Stored data entries

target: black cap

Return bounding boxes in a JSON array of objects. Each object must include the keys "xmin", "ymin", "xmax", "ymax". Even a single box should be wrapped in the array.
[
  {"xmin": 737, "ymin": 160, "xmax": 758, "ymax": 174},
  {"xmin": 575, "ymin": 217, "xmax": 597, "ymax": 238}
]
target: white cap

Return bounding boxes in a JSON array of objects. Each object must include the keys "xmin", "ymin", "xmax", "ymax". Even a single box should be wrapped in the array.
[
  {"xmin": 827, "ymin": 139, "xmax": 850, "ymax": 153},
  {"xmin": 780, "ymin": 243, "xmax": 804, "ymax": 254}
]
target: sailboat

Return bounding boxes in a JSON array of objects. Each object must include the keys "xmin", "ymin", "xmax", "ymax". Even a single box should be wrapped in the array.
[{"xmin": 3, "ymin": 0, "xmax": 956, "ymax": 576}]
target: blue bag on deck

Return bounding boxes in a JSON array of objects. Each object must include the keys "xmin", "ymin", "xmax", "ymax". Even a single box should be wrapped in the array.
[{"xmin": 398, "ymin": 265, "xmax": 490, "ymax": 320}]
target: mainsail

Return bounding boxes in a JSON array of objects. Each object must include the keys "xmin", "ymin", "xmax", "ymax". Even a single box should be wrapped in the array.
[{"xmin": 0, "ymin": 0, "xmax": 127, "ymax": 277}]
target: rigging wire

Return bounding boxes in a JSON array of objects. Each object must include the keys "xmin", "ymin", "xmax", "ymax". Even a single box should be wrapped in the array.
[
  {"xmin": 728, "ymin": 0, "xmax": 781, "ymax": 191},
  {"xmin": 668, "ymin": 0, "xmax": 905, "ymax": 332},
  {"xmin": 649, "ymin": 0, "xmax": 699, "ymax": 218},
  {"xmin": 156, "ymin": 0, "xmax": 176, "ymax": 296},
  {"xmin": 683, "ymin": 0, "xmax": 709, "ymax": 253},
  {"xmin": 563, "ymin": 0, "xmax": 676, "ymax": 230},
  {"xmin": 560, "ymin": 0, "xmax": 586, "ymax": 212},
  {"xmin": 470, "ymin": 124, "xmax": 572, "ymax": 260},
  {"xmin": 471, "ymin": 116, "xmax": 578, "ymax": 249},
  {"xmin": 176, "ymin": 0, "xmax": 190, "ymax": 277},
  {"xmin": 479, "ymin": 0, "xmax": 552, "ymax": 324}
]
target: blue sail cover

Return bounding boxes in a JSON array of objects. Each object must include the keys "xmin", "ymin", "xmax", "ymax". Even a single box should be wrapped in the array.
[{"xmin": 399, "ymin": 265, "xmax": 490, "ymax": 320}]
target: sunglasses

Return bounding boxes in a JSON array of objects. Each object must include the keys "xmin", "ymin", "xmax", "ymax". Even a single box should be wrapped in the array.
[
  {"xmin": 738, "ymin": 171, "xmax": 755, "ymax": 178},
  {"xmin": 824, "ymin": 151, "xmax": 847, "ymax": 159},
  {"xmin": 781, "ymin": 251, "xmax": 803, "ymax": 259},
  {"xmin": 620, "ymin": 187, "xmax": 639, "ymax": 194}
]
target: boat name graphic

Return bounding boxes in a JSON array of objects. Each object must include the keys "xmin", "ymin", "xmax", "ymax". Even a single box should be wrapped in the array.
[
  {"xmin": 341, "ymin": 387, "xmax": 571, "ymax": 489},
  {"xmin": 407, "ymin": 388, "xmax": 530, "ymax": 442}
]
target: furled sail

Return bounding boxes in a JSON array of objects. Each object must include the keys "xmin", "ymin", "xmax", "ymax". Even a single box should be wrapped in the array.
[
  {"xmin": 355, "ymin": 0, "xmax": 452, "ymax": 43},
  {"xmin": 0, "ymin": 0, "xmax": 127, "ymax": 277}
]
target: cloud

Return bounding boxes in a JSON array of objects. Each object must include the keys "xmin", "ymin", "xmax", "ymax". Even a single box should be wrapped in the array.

### Aim of the exercise
Up to and including the line with "target: mainsail", please return the records exactly, beginning from their first line.

### Solution
target: black cap

Return bounding boxes in a JSON array of objects. Each object must include the keys "xmin", "ymin", "xmax", "ymax". Even a single box should be wrapped in the array.
[
  {"xmin": 737, "ymin": 160, "xmax": 758, "ymax": 174},
  {"xmin": 575, "ymin": 217, "xmax": 597, "ymax": 238}
]
target: white cap

Return bounding boxes in a JSON array of objects. Each object must include the keys "xmin", "ymin", "xmax", "ymax". Even a single box should be wrapped in the array.
[
  {"xmin": 827, "ymin": 139, "xmax": 850, "ymax": 153},
  {"xmin": 780, "ymin": 243, "xmax": 804, "ymax": 254}
]
target: sailboat

Return bounding boxes in a JSON array of objects. Each object must include the keys "xmin", "ymin", "xmax", "ymax". Even a single box should be wrapped in the array.
[{"xmin": 3, "ymin": 0, "xmax": 956, "ymax": 576}]
target: blue bag on deck

Return bounding boxes in a JSON array of objects. Each object must include the keys "xmin", "ymin", "xmax", "ymax". Even a single box should be wrapped in the array.
[{"xmin": 398, "ymin": 265, "xmax": 490, "ymax": 320}]
target: mainsail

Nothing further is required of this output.